## YOUR TASK:
Count the lines in the entries below that contain the word "water". Case matters, so reply with the number alone.

[Entries excerpted from a collection]
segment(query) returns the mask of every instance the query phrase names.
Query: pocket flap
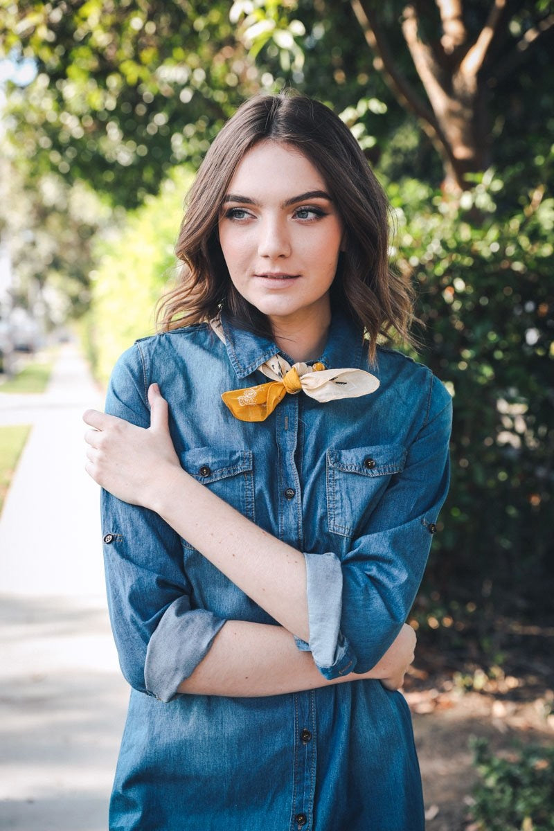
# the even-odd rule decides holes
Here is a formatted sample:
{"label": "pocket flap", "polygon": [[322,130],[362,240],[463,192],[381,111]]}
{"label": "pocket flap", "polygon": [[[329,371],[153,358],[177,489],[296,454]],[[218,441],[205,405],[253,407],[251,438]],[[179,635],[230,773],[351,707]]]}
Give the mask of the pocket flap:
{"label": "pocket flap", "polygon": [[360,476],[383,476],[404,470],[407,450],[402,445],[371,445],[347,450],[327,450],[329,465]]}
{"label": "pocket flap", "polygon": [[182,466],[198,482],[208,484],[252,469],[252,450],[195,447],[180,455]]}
==
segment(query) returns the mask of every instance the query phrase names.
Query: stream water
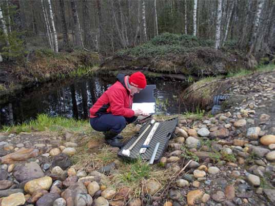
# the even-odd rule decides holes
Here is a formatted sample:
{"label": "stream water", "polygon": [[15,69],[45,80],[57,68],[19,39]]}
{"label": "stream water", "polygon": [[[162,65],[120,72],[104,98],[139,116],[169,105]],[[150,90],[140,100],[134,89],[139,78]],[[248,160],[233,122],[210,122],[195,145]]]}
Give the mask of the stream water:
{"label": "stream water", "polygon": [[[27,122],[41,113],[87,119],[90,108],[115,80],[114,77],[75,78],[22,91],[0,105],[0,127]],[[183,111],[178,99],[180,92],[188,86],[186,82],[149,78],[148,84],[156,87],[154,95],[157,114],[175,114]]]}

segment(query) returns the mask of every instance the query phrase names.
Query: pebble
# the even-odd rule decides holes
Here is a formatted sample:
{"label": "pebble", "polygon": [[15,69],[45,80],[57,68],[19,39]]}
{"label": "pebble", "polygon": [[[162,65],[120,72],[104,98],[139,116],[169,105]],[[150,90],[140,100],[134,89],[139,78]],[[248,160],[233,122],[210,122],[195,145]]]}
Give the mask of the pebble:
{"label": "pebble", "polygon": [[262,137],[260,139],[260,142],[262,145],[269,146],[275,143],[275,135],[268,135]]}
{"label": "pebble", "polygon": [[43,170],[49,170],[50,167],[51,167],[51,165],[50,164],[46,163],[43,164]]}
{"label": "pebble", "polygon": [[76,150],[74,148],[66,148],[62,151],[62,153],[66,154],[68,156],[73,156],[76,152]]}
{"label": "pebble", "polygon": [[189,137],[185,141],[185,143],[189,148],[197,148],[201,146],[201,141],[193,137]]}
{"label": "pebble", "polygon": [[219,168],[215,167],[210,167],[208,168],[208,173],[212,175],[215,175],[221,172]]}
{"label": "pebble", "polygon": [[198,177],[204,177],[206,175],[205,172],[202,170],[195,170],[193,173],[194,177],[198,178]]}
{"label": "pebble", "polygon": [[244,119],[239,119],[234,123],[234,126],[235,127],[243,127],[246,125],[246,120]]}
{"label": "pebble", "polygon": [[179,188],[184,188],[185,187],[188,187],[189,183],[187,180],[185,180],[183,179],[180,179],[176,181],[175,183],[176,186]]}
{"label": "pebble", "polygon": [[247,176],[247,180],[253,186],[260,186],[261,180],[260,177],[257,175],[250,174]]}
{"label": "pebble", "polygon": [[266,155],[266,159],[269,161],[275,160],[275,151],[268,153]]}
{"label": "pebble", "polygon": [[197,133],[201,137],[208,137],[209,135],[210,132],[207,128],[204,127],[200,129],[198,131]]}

## SOLVED EXERCISE:
5